* WORK TO BE COMPLETED *
Please copy out the records that follow, word for word.
━━ RAW DATA
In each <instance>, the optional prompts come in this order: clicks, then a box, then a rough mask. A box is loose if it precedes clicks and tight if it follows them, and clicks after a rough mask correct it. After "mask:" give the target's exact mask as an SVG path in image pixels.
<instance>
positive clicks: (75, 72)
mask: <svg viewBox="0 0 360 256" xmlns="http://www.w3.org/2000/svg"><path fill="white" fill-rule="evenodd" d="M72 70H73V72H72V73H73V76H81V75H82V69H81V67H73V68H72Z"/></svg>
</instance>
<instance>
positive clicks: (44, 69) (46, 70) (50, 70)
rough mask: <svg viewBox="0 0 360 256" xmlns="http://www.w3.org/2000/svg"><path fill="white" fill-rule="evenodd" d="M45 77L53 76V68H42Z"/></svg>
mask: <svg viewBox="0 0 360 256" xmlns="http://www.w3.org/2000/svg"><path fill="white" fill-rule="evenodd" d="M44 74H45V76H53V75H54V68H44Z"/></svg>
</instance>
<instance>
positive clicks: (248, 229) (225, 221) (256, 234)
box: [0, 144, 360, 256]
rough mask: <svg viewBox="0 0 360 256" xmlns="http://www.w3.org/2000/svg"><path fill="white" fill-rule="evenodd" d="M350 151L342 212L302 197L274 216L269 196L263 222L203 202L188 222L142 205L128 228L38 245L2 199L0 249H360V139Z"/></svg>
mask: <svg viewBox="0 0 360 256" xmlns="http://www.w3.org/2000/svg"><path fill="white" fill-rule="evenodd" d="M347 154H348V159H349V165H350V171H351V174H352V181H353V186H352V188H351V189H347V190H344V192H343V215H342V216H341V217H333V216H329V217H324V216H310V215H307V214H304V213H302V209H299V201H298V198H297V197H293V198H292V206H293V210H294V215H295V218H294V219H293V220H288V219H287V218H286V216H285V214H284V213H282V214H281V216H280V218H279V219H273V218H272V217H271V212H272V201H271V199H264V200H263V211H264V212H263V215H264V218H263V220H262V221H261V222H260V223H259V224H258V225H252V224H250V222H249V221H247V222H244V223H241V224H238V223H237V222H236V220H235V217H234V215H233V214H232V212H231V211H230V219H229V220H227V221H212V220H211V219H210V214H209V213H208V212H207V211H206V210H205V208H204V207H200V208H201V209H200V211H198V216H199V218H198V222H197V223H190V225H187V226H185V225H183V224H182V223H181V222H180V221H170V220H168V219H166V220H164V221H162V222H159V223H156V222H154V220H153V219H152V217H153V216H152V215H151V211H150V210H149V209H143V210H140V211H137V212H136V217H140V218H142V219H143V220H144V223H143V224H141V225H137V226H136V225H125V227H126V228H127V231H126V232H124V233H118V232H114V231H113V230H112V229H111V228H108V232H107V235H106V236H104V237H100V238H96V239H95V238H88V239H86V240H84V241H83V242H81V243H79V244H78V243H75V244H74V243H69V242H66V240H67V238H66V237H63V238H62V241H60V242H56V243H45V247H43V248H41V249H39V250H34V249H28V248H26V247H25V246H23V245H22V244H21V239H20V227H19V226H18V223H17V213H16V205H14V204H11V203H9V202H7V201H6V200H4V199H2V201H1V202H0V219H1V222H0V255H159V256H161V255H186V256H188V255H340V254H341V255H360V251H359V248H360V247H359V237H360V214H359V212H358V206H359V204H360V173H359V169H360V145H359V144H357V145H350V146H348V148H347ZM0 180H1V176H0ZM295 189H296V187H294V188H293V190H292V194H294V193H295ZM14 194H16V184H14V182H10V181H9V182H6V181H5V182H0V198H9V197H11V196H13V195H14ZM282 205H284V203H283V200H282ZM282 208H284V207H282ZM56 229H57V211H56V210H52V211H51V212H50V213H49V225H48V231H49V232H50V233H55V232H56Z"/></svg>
━━━━
* EXERCISE RESULT *
In each <instance>, the optional prompts come in this order: clicks, then a box, then a rough mask. A box is loose if it precedes clicks and tight if it follows them, and clicks after a rough mask correct it. After "mask:" give the target's exact mask as an SVG path in image pixels.
<instance>
positive clicks: (75, 72)
mask: <svg viewBox="0 0 360 256" xmlns="http://www.w3.org/2000/svg"><path fill="white" fill-rule="evenodd" d="M72 70H73V72H72V73H73V76H81V75H82V69H81V67H73V68H72Z"/></svg>
</instance>
<instance>
positive clicks: (44, 69) (46, 70) (50, 70)
rough mask: <svg viewBox="0 0 360 256" xmlns="http://www.w3.org/2000/svg"><path fill="white" fill-rule="evenodd" d="M45 77L53 76V68H42Z"/></svg>
mask: <svg viewBox="0 0 360 256" xmlns="http://www.w3.org/2000/svg"><path fill="white" fill-rule="evenodd" d="M44 74H45V76H53V75H54V68H44Z"/></svg>
</instance>
<instance>
positive clicks: (248, 229) (225, 221) (256, 234)
box: [0, 144, 360, 256]
rough mask: <svg viewBox="0 0 360 256" xmlns="http://www.w3.org/2000/svg"><path fill="white" fill-rule="evenodd" d="M350 151L342 212L302 197L274 216L269 196L263 222L203 202L188 222L142 205L128 228L38 245L2 199L0 249H360V139Z"/></svg>
mask: <svg viewBox="0 0 360 256" xmlns="http://www.w3.org/2000/svg"><path fill="white" fill-rule="evenodd" d="M347 154H348V159H349V165H350V171H351V174H352V181H353V186H352V188H351V189H347V190H344V192H343V215H342V216H341V217H333V216H329V217H324V216H310V215H307V214H304V213H302V209H299V201H298V198H297V197H293V198H292V206H293V210H294V215H295V218H294V219H293V220H288V219H287V218H286V216H285V214H284V213H282V214H281V216H280V218H279V219H273V218H272V217H271V212H272V201H271V199H264V200H263V211H264V212H263V215H264V218H263V220H262V221H261V222H260V223H259V224H258V225H252V224H250V222H249V221H247V222H244V223H241V224H238V223H237V222H236V220H235V217H234V215H233V214H232V212H231V211H230V219H229V220H227V221H212V220H211V219H210V214H209V213H208V212H207V211H206V210H205V208H204V207H200V208H201V209H200V211H198V216H199V218H198V222H197V223H190V225H187V226H185V225H183V224H182V223H181V222H180V221H170V220H168V219H166V220H164V221H162V222H159V223H156V222H154V220H153V219H152V217H153V216H152V215H151V211H150V210H149V209H143V210H140V211H137V212H136V217H140V218H142V219H143V220H144V223H143V224H141V225H137V226H136V225H125V227H126V228H127V231H126V232H124V233H118V232H114V231H113V230H112V229H111V228H108V232H107V235H106V236H104V237H100V238H96V239H95V238H88V239H86V240H84V241H83V242H81V243H79V244H78V243H75V244H74V243H69V242H66V240H67V238H66V237H63V238H62V241H60V242H56V243H45V247H43V248H41V249H39V250H34V249H28V248H26V247H25V246H23V245H22V244H21V239H20V227H19V226H18V223H17V213H16V205H14V204H11V203H9V202H7V201H6V200H4V199H2V201H1V202H0V219H1V222H0V255H159V256H161V255H186V256H188V255H340V254H341V255H360V251H359V248H360V247H359V237H360V214H359V212H358V206H359V204H360V173H359V169H360V145H359V144H357V145H350V146H348V148H347ZM0 180H1V176H0ZM295 189H296V187H294V188H293V190H292V194H294V193H295ZM14 194H16V184H14V182H10V181H9V182H6V181H5V182H0V198H9V197H11V196H13V195H14ZM282 205H284V203H283V200H282ZM282 208H284V207H282ZM56 229H57V211H56V210H52V211H51V212H50V213H49V225H48V231H49V232H50V233H55V232H56Z"/></svg>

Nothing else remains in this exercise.